-- Exercise details --
Retype the entries below word for word, keeping every line unchanged.

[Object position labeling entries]
* start *

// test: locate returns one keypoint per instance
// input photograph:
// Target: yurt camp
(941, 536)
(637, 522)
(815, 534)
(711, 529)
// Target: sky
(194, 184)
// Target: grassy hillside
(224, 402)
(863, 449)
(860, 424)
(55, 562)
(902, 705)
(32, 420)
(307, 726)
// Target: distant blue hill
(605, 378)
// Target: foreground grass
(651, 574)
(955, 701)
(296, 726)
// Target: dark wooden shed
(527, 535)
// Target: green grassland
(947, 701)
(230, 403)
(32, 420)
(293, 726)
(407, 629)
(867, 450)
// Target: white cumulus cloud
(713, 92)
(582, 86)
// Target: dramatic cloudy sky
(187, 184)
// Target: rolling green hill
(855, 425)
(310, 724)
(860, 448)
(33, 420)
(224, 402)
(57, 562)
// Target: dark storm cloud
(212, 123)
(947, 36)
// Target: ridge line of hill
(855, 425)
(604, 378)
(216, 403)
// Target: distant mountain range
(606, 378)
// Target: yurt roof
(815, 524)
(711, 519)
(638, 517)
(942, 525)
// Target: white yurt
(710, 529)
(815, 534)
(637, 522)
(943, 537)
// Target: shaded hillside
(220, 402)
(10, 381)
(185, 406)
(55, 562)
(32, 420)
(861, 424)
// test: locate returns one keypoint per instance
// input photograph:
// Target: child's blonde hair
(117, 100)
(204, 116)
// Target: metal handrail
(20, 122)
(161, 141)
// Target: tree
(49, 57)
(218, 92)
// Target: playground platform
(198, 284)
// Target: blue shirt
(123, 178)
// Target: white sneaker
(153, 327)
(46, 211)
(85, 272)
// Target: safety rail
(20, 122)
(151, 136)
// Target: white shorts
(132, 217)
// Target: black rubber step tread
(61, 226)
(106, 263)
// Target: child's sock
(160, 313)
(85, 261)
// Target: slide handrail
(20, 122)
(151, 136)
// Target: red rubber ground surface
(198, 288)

* end *

-- Solution for this exercise --
// test: locate returns one keypoint per instance
// input photograph:
// Target: yurt camp
(941, 536)
(637, 522)
(815, 534)
(711, 529)
// Target: sky
(194, 184)
// Target: grassy hillside
(224, 402)
(863, 449)
(860, 424)
(55, 562)
(902, 705)
(32, 420)
(307, 726)
// Target: distant blue hill
(605, 378)
// Target: foreground grass
(651, 574)
(955, 701)
(296, 726)
// Target: dark wooden shed
(527, 535)
// Target: green grassland
(947, 701)
(230, 403)
(32, 420)
(293, 726)
(407, 629)
(867, 450)
// Target: white cumulus cloud
(713, 92)
(582, 86)
// Target: dramatic cloudy sky
(187, 184)
// Target: rolling green hill
(855, 425)
(310, 724)
(860, 448)
(33, 420)
(224, 402)
(57, 562)
// Target: dark storm cloud
(212, 123)
(947, 36)
// Target: ridge line of hill
(855, 425)
(604, 378)
(216, 403)
// Target: distant mountain range
(606, 378)
// Target: yurt roof
(815, 524)
(711, 519)
(638, 517)
(942, 525)
// Target: white yurt
(710, 529)
(815, 534)
(637, 522)
(943, 537)
// Target: shaded hillside
(220, 402)
(10, 381)
(185, 406)
(55, 562)
(32, 420)
(861, 424)
// test: locate returns one keypoint per instance
// input photograph:
// Target: child's blonde hair
(117, 100)
(204, 116)
// Target: metal handrail
(20, 122)
(161, 141)
// Target: tree
(49, 57)
(218, 92)
// Target: playground platform
(198, 284)
// Target: blue shirt
(123, 178)
// Target: white sneaker
(153, 327)
(46, 211)
(85, 272)
// Target: safety rail
(20, 122)
(151, 136)
// Target: white shorts
(132, 217)
// Target: black rubber step tread
(61, 226)
(106, 263)
// Target: child's sock
(160, 313)
(85, 261)
// Target: slide handrail
(20, 122)
(151, 136)
// Target: red rubber ground surface
(198, 288)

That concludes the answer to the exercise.